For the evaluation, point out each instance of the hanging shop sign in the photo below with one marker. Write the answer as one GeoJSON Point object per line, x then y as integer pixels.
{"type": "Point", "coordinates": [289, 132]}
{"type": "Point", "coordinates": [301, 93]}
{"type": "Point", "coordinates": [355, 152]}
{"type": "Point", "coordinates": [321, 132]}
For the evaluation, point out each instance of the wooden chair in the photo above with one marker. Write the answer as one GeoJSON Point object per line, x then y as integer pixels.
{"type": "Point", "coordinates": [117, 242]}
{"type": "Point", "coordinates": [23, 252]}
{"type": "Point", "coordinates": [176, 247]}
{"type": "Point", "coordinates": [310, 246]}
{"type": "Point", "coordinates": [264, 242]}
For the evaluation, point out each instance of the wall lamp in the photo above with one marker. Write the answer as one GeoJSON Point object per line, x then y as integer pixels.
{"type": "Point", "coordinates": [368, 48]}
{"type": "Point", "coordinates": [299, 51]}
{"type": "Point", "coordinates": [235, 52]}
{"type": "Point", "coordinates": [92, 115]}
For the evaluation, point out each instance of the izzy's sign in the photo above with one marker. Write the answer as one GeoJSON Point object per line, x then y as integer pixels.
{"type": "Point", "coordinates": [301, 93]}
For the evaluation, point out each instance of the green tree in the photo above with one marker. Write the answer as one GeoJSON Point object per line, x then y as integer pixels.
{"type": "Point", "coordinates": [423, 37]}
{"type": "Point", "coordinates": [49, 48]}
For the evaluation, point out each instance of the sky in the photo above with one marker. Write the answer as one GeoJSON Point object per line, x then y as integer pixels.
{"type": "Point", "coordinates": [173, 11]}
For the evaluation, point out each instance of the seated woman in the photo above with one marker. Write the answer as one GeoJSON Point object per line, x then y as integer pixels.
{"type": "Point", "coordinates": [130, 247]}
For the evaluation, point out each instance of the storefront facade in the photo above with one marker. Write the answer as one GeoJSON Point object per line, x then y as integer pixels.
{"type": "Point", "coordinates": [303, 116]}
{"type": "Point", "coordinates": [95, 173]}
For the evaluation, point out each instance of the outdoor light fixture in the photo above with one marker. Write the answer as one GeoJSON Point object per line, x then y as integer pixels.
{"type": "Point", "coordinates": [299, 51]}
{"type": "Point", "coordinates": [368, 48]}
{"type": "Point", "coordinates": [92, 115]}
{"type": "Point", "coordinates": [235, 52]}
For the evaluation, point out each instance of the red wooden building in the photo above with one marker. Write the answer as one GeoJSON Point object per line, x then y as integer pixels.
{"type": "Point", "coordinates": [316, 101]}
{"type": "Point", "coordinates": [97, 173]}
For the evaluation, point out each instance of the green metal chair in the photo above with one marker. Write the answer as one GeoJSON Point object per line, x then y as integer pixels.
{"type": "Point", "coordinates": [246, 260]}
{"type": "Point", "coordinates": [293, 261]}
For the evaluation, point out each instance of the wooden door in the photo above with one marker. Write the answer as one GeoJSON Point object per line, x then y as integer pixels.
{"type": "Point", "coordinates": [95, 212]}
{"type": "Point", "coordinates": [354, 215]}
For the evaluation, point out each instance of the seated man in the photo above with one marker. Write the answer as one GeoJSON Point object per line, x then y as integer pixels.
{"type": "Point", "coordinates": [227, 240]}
------------------------------
**Problem to solve**
Express each line of the records above as a Markdown table with the columns Row and Line, numbering the rows in order and omitting any blank lines.

**Solution to this task**
| Row | Line |
|---|---|
| 1 | For the evaluation, point out each instance of the hanging shop sign in the photo below with one marker. Write the answer as one GeoJSON Point object per line, x then y as integer pixels. |
| 2 | {"type": "Point", "coordinates": [289, 132]} |
| 3 | {"type": "Point", "coordinates": [301, 93]} |
| 4 | {"type": "Point", "coordinates": [355, 152]} |
| 5 | {"type": "Point", "coordinates": [321, 132]} |
| 6 | For the evaluation, point out each instance of the wooden chair in the photo above with one marker. Write the answer as one GeoJSON Point object per line, x then y as integer pixels. |
| 7 | {"type": "Point", "coordinates": [117, 242]} |
| 8 | {"type": "Point", "coordinates": [23, 252]} |
| 9 | {"type": "Point", "coordinates": [176, 247]} |
| 10 | {"type": "Point", "coordinates": [310, 246]} |
| 11 | {"type": "Point", "coordinates": [264, 242]} |
| 12 | For the evaluation, point out each instance of the wall lamp in the photo above with one marker. Write the answer as one GeoJSON Point object per line, x then y as integer pixels. |
| 13 | {"type": "Point", "coordinates": [368, 48]} |
| 14 | {"type": "Point", "coordinates": [299, 51]} |
| 15 | {"type": "Point", "coordinates": [235, 52]} |
| 16 | {"type": "Point", "coordinates": [92, 115]} |
| 17 | For the evaluation, point out each instance of the izzy's sign in the photo above with one marker. Write the answer as one GeoJSON Point object per line, x then y as integer pixels. |
| 18 | {"type": "Point", "coordinates": [301, 93]} |
| 19 | For the evaluation, point out each instance of the green tree in the photo above with one marker. Write the answer as one GeoJSON Point object per line, x then y as integer pixels. |
| 20 | {"type": "Point", "coordinates": [423, 37]} |
| 21 | {"type": "Point", "coordinates": [49, 48]} |
| 22 | For the evaluation, point out each instance of the sky in the photo above with one marker. Write the answer as one GeoJSON Point object per line, x then y as integer pixels. |
| 23 | {"type": "Point", "coordinates": [173, 11]} |
| 24 | For the evaluation, point out each instance of the seated woman in the photo above with one marker. Write the answer as one GeoJSON Point object per line, x then y as integer pixels. |
| 25 | {"type": "Point", "coordinates": [130, 247]} |
| 26 | For the evaluation, point out each instance of the storefront facade in the photo above with one marker. Write the answer as one GeoJSON Point object per line, x then y as integer pixels. |
| 27 | {"type": "Point", "coordinates": [303, 116]} |
| 28 | {"type": "Point", "coordinates": [95, 173]} |
| 29 | For the evaluation, point out each instance of the outdoor light fixture in the photo above with one marker. Write the answer as one GeoJSON Point object per line, x then y as integer pixels. |
| 30 | {"type": "Point", "coordinates": [299, 51]} |
| 31 | {"type": "Point", "coordinates": [368, 48]} |
| 32 | {"type": "Point", "coordinates": [92, 115]} |
| 33 | {"type": "Point", "coordinates": [235, 52]} |
| 34 | For the evaluation, point out each instance of the red wooden building in the photo above with one marker. Write the answer as one GeoJSON Point object per line, x then y as integer pixels. |
| 35 | {"type": "Point", "coordinates": [316, 101]} |
| 36 | {"type": "Point", "coordinates": [97, 173]} |
| 37 | For the evaluation, point out each instance of the green metal chair in the photo above with one marker. Write the answer as one GeoJSON Point object per line, x then y as integer pixels. |
| 38 | {"type": "Point", "coordinates": [246, 260]} |
| 39 | {"type": "Point", "coordinates": [293, 261]} |
| 40 | For the evaluation, point out each instance of the wooden door in the photo above with one marker. Write the answer as one GeoJSON Point object per line, x then y as integer pixels. |
| 41 | {"type": "Point", "coordinates": [95, 212]} |
| 42 | {"type": "Point", "coordinates": [354, 215]} |
| 43 | For the evaluation, point out each instance of the seated man in the photo above with one marker. Write the answer as one GeoJSON Point object per line, x then y as integer pixels. |
| 44 | {"type": "Point", "coordinates": [227, 240]} |